**EXCERPT TO READ:**
====

Water, Electricity and a Walk to the Hospital

Living in Kamiti Courts was an adventure.  It was a short distance from town.  I liked it because I could walk and didn't have to take a matatu (taxi bus) unless I was in a hurry.  We lived in a two-bedroom apartment.  Alcides and Leslie had moved to lead the church in Harare, Zimbabwe and we were using their living room furniture.  Leslie was very clever.  She had commissioned a carpenter to make some wooden frames with a lip on top and then sewed cushions to make a pretty comfortable couch.  She taught me a lot about sewing, but I was never able to master the making of cushions. 

Our apartment was on the third floor.  The windows in the living room and the master bedroom overlooked the courtyard.  And in the middle of this courtyard was a spigot!  You might have pictured a fountain or perhaps even brick in the middle.  Nothing so fancy.  Just grass and a spigot.  At first we probably walked by that spigot every day and never even noticed its existence.  At certain times during the year we lived there, however, that spigot gained the attention of every person living in Kamiti Courts.

====

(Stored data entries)
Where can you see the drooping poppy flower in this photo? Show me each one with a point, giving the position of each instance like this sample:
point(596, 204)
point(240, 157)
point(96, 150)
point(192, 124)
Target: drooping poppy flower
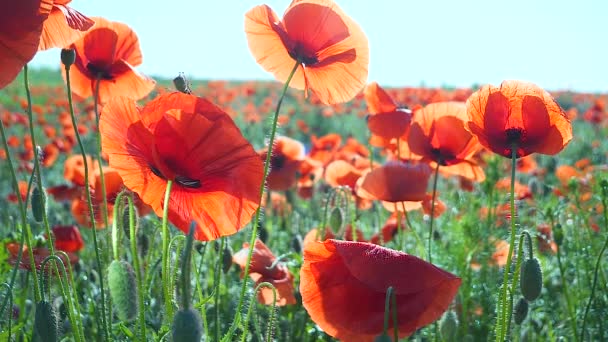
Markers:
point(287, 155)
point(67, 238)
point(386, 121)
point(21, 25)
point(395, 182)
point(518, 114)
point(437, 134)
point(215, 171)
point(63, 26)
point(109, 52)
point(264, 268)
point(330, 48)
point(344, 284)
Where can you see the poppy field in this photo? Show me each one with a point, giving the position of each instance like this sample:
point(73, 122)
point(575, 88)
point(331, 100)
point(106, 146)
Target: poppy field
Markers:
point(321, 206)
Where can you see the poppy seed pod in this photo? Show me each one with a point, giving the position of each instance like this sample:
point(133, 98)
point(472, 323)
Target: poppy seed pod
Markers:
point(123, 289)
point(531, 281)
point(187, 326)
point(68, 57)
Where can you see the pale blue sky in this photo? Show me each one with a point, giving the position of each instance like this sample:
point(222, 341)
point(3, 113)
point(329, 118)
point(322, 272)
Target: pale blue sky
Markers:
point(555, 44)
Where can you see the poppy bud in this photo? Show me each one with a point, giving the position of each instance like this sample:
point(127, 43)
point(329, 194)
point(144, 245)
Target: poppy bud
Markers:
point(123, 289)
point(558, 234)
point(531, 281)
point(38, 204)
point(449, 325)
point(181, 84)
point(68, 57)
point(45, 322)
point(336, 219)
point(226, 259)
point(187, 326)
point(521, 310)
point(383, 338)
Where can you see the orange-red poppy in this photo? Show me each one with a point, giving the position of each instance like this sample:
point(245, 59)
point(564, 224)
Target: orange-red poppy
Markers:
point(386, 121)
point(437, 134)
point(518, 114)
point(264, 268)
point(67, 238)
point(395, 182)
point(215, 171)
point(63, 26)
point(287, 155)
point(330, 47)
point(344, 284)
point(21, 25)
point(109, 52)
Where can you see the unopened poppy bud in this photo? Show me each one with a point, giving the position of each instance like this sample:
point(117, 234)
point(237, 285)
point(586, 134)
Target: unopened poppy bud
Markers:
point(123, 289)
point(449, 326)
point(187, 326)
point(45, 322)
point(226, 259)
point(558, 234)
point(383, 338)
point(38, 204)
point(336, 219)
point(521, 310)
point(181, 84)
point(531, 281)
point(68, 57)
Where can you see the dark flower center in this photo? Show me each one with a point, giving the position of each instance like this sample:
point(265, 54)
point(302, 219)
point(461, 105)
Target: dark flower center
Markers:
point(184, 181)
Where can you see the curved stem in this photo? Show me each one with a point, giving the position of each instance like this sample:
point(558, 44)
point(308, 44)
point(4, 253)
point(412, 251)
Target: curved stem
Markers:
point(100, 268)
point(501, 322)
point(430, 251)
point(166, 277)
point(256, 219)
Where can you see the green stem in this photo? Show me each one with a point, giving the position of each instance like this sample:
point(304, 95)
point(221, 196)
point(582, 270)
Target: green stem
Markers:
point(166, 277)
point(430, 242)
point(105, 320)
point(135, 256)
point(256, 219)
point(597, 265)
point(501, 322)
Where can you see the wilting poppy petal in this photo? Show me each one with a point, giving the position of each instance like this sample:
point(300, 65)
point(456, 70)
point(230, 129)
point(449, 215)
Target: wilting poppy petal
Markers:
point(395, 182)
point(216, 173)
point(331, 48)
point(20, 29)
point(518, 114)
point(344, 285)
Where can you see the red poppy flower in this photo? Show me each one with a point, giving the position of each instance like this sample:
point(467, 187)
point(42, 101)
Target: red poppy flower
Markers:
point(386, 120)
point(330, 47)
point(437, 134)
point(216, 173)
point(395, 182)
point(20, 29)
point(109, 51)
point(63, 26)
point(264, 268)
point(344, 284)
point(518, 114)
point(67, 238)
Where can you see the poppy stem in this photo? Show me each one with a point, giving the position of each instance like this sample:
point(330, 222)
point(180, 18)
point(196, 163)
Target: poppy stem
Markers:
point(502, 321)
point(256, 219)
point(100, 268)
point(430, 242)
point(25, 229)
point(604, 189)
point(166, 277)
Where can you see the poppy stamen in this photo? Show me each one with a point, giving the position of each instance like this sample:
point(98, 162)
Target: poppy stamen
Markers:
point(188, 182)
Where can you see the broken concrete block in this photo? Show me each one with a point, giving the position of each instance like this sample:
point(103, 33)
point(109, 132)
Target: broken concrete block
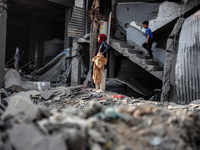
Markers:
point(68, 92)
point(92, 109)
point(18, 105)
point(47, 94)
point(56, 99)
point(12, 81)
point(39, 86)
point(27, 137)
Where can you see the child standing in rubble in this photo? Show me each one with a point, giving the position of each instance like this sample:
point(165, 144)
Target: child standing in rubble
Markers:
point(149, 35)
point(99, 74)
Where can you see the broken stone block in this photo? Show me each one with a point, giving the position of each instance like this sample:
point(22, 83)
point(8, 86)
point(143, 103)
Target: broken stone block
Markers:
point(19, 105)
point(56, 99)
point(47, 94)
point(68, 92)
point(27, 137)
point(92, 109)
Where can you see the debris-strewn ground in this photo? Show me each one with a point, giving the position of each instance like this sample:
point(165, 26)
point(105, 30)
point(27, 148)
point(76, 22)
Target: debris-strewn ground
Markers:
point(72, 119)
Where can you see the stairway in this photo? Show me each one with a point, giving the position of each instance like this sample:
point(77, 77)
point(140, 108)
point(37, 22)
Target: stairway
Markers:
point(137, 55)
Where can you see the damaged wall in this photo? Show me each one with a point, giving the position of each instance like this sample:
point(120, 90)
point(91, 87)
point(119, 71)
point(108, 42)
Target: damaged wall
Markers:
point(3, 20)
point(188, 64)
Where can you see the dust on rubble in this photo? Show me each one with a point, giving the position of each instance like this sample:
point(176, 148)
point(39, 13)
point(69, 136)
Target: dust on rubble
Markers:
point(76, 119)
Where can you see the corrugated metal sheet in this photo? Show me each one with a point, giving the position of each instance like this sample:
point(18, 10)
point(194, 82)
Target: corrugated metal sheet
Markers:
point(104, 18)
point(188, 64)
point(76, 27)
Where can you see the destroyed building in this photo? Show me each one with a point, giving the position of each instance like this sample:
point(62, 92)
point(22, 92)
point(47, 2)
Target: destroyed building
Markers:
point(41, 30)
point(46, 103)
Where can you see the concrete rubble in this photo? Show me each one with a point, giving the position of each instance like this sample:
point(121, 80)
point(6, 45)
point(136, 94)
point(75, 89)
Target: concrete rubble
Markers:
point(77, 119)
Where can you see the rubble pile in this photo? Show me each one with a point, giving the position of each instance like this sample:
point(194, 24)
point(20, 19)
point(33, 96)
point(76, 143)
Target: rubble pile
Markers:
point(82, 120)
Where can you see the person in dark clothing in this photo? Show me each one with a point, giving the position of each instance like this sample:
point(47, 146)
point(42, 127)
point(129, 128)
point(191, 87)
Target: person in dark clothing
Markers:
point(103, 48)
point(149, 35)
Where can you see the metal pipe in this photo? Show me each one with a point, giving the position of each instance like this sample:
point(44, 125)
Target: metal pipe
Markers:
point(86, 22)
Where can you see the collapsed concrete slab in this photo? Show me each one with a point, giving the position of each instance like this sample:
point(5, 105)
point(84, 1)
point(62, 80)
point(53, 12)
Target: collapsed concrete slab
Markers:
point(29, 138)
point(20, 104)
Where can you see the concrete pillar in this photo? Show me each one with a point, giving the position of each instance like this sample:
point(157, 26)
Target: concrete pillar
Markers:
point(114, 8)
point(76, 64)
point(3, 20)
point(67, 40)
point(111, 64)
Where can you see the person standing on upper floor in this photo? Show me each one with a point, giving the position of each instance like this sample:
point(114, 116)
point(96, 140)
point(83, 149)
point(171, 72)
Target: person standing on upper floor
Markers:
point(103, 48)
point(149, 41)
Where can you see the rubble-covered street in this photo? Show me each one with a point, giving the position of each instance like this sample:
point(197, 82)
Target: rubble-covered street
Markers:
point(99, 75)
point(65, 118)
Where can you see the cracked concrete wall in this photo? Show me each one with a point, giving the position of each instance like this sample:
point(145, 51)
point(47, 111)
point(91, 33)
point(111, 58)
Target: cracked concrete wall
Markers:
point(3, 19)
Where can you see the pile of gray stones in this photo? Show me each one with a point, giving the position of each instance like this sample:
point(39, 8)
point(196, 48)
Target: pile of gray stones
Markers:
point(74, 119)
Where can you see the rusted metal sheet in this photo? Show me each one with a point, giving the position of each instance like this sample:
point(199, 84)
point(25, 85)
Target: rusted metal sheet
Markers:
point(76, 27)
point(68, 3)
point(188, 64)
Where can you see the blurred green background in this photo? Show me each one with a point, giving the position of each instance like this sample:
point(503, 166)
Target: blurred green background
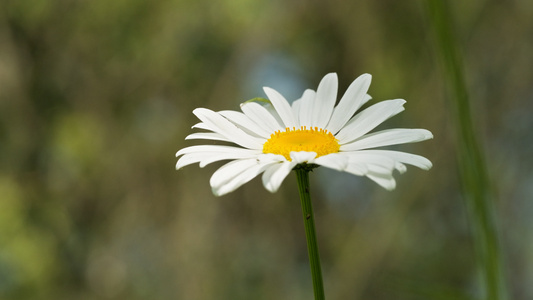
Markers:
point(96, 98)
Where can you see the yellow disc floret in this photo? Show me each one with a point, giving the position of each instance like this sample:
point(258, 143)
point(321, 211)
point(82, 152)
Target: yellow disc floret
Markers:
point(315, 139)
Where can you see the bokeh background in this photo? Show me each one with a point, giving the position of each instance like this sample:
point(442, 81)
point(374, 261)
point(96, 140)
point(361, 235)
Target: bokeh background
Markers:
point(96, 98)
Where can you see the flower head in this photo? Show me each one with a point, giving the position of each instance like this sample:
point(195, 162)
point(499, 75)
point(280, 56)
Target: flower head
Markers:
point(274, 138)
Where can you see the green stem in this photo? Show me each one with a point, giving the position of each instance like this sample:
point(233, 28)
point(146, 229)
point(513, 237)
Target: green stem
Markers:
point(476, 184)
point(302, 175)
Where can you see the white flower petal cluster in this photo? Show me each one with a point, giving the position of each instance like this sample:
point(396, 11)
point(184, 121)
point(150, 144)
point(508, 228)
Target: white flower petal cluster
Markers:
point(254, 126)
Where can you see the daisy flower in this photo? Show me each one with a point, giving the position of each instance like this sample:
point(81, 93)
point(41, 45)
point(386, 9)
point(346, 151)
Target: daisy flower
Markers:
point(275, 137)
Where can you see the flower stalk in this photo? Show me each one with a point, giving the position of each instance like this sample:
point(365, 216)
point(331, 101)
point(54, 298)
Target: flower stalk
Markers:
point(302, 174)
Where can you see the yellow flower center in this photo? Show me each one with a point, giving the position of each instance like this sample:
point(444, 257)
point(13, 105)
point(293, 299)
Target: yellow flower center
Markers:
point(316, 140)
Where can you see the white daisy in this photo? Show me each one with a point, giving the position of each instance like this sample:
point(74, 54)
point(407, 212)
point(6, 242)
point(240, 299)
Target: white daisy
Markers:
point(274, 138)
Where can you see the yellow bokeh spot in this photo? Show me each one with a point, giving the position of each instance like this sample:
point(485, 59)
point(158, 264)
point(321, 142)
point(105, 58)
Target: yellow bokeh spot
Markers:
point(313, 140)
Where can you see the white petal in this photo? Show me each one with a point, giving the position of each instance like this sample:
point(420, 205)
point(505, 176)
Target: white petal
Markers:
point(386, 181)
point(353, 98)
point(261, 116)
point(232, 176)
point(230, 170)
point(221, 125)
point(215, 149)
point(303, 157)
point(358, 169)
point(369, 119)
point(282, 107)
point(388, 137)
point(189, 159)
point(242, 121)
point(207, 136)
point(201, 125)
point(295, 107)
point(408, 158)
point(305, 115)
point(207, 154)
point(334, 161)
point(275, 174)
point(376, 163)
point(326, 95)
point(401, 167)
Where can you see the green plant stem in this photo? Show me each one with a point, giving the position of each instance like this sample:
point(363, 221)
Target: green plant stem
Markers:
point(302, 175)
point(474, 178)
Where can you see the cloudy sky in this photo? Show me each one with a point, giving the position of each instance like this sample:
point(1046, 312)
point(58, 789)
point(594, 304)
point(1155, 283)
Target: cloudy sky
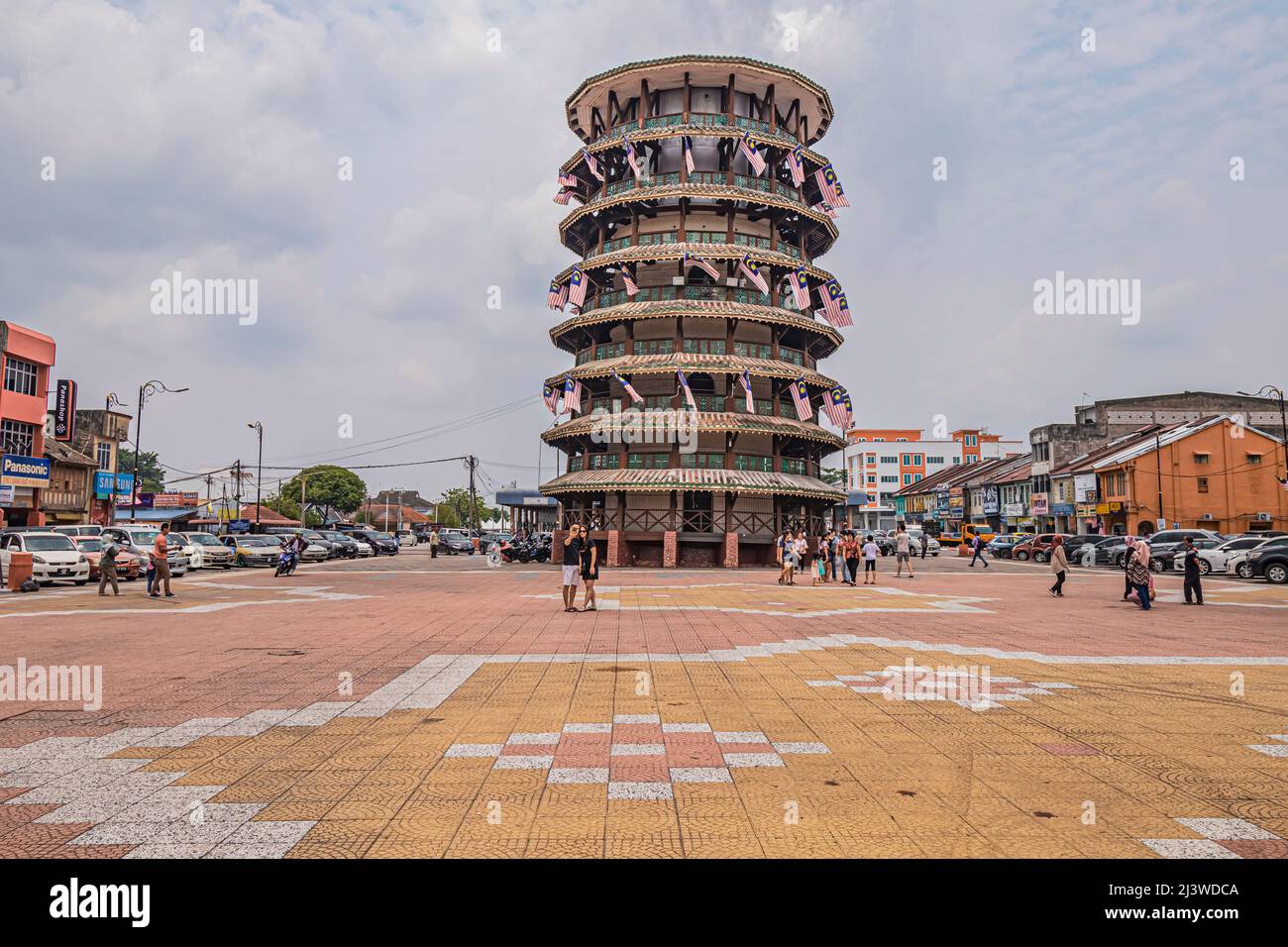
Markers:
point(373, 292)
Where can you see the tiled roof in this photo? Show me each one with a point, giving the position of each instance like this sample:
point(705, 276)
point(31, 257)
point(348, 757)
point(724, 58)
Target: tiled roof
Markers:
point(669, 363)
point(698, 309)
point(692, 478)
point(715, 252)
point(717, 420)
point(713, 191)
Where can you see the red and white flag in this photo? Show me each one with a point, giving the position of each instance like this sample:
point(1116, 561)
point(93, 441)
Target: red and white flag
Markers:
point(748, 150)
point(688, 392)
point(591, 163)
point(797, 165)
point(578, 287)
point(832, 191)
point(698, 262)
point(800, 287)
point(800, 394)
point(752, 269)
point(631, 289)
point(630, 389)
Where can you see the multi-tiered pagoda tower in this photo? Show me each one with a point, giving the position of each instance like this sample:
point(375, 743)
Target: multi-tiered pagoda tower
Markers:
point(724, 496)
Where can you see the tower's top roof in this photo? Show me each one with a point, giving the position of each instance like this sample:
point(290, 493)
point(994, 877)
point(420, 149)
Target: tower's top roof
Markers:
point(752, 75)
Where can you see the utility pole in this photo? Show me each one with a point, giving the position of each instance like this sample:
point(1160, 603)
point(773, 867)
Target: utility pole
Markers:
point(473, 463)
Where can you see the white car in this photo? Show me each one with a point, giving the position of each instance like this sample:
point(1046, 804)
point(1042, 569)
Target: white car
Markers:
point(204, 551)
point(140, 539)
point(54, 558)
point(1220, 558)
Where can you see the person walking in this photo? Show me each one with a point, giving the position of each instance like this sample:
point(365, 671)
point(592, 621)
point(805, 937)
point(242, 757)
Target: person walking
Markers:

====

**QUESTIONS ON THE MATERIAL:**
1 – Answer these questions from the Kamiti Courts passage:
(a) On which floor was the apartment?
(b) What did Leslie commission a carpenter to make?
(c) To which city did Alcides and Leslie move?
2 – Summarize the Kamiti Courts passage in two sentences.
Base your answers on the Kamiti Courts passage alone.

**ANSWERS BY ITEM:**
1 –
(a) The third floor.
(b) Some wooden frames with a lip on top.
(c) Harare, Zimbabwe.

2 – The narrator lived in a two-bedroom apartment in Kamiti Courts, a short walk from town, using living room furniture left by Alcides and Leslie, who had moved to lead the church in Harare. The third-floor apartment overlooked a courtyard containing only grass and a spigot, which went unnoticed at first but at certain times of the year gained the attention of every resident.